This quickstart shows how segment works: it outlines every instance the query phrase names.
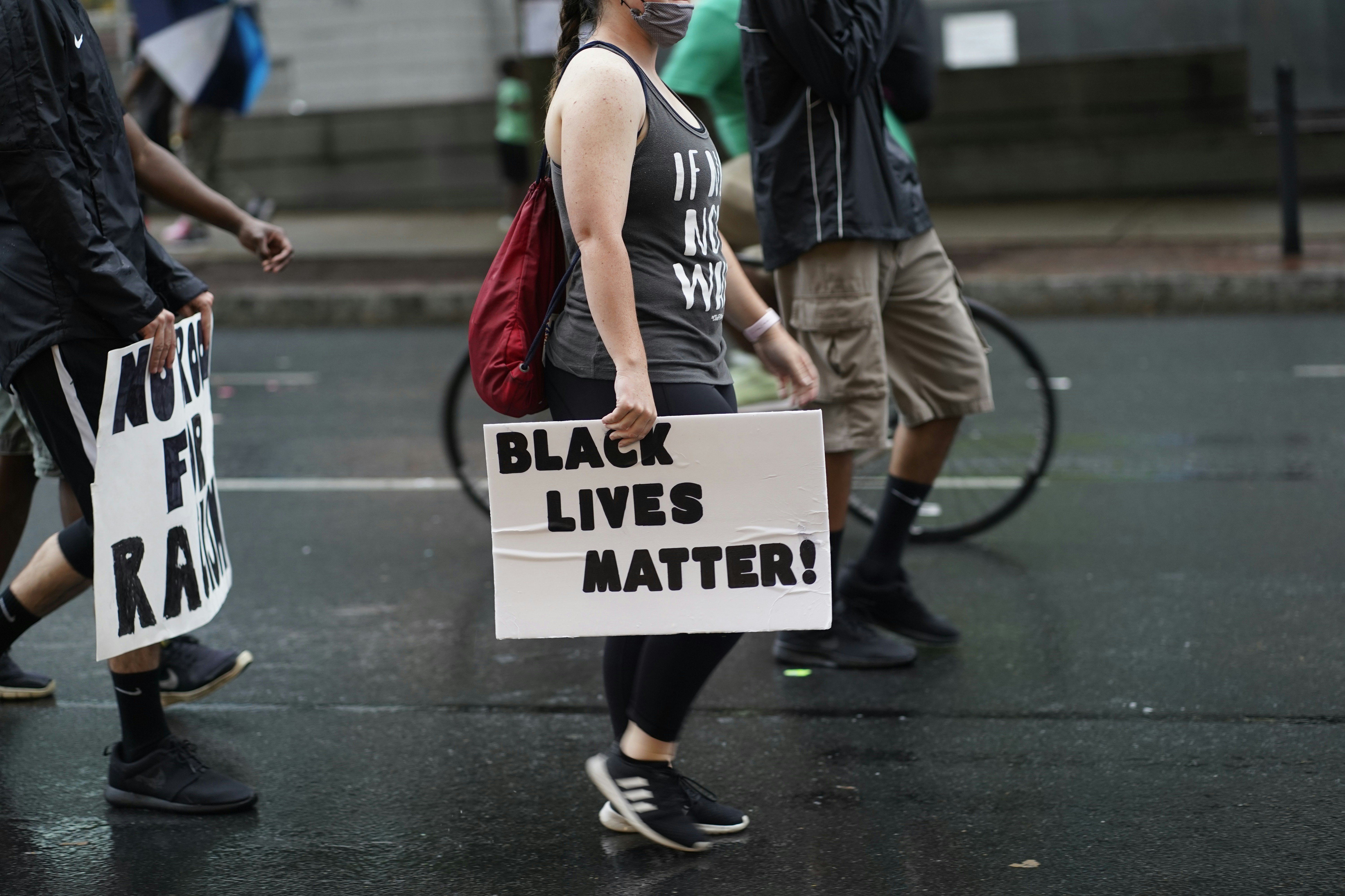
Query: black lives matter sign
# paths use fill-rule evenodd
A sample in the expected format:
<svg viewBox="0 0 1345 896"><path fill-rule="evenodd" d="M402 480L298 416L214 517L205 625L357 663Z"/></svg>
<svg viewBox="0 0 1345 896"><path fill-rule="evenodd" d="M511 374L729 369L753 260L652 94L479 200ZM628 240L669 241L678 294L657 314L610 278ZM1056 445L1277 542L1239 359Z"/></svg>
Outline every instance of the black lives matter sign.
<svg viewBox="0 0 1345 896"><path fill-rule="evenodd" d="M816 411L486 426L500 638L824 629Z"/></svg>
<svg viewBox="0 0 1345 896"><path fill-rule="evenodd" d="M159 375L148 340L108 352L93 485L100 660L210 622L233 582L200 317L176 333Z"/></svg>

▶ [Job]
Swap "sign" for "banner" throughout the data above, leaving everything else unchanged, and omit the pictures from your answer.

▶ [Result for this task]
This quickstart shows how segment works: it outlines every instance the query phrase names.
Query: black lives matter banner
# paths use fill-rule evenodd
A sample in the expected format:
<svg viewBox="0 0 1345 896"><path fill-rule="evenodd" d="M402 480L298 416L214 517L205 625L357 663Z"/></svg>
<svg viewBox="0 0 1345 896"><path fill-rule="evenodd" d="M511 374L729 369L753 260L652 94L479 200ZM628 240L669 241L678 294L657 314L610 278ZM1056 445L1277 542L1239 359Z"/></svg>
Outline every instance of the black lives matter banner.
<svg viewBox="0 0 1345 896"><path fill-rule="evenodd" d="M816 411L486 426L500 638L824 629Z"/></svg>
<svg viewBox="0 0 1345 896"><path fill-rule="evenodd" d="M159 375L148 340L108 352L93 485L100 660L210 622L233 582L200 317L176 333Z"/></svg>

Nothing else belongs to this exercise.